* Begin *
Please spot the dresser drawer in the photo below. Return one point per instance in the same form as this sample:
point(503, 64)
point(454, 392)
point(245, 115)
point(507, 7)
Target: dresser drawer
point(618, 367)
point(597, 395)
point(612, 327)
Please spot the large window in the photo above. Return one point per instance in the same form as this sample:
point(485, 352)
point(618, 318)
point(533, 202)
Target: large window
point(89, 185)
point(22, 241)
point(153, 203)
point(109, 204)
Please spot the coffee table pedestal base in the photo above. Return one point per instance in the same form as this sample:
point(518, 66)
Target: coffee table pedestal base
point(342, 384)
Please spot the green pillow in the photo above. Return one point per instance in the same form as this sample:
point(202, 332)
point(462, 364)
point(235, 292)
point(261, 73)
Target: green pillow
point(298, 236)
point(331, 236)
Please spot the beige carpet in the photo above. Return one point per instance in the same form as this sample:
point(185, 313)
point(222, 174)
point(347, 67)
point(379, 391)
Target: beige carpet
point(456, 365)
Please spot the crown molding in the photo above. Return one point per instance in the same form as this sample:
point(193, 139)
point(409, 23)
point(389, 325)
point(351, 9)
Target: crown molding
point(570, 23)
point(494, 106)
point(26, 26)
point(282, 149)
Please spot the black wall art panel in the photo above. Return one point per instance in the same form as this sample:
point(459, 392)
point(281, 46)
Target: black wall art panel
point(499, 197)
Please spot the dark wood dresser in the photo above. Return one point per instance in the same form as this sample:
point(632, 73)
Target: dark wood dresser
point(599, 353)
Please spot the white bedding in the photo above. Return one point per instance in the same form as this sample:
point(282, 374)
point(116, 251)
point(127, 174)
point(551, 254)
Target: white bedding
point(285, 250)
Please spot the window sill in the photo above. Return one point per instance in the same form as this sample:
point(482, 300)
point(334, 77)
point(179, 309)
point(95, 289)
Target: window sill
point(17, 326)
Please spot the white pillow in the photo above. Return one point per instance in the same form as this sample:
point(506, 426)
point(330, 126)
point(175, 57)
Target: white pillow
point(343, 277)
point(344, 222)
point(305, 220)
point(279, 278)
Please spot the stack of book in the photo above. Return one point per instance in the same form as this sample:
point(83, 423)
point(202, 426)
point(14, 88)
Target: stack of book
* End *
[Directions for this task]:
Render the lines above as a numbered list, leaving out any blank lines.

[Answer]:
1. Please spot the dresser drawer in the photo below. Return one point per instance in the same form as this sample:
2. point(503, 64)
3. point(454, 392)
4. point(245, 115)
5. point(507, 7)
6. Target: dresser drawer
7. point(618, 367)
8. point(597, 395)
9. point(612, 327)
10. Please spot the large window in the photo above. Return one point per instance in the same form as this sample:
11. point(485, 352)
12. point(618, 318)
13. point(533, 202)
14. Target: large window
15. point(89, 185)
16. point(22, 241)
17. point(153, 203)
18. point(109, 204)
19. Please spot the coffee table pedestal base in the photo above. Return one point per instance in the same form as this sample:
20. point(518, 66)
21. Target: coffee table pedestal base
22. point(342, 384)
23. Please spot the green pillow in the photo above. Return one point per instance in the same form as this sample:
24. point(202, 332)
25. point(462, 364)
26. point(235, 292)
27. point(261, 73)
28. Target: green pillow
29. point(298, 236)
30. point(331, 236)
31. Please spot the beige carpet in the photo above. Return one point per instance in the same form as this sample:
32. point(185, 313)
33. point(222, 174)
34. point(347, 67)
35. point(379, 391)
36. Target: beige carpet
37. point(456, 365)
38. Please spot the crown molding in the photo above. Return one point per instance in the same form as this sample:
39. point(193, 139)
40. point(409, 23)
41. point(389, 325)
42. point(351, 9)
43. Target: crown molding
44. point(570, 23)
45. point(494, 106)
46. point(26, 26)
47. point(282, 149)
48. Please spot the black wall art panel in the photo above. Return one point per instance in the same form as this sample:
49. point(459, 392)
50. point(281, 46)
51. Target: black wall art panel
52. point(499, 197)
53. Please spot the dark wood dresser in the photo above. Return one point per instance in the same form as this sample:
54. point(632, 73)
55. Target: dark wood dresser
56. point(599, 353)
57. Please spot the white bedding in the photo above. Return one point per instance in the same form as this sample:
58. point(282, 374)
59. point(116, 251)
60. point(127, 174)
61. point(551, 254)
62. Target: white bedding
63. point(285, 250)
64. Please spot the window sill in the photo above. Return one point per instance in the same form as this sample:
65. point(482, 300)
66. point(334, 77)
67. point(179, 309)
68. point(95, 289)
69. Target: window sill
70. point(17, 326)
71. Please spot the white pillow in the photo above. Return one point per instance in the same form as this sample:
72. point(506, 426)
73. point(330, 126)
74. point(175, 57)
75. Target: white pillow
76. point(343, 277)
77. point(344, 222)
78. point(305, 220)
79. point(279, 278)
80. Please spot the stack of book in the photo above. Return one point per instance in the same form as this sample:
81. point(83, 423)
82. point(202, 426)
83. point(14, 88)
84. Target: stack of book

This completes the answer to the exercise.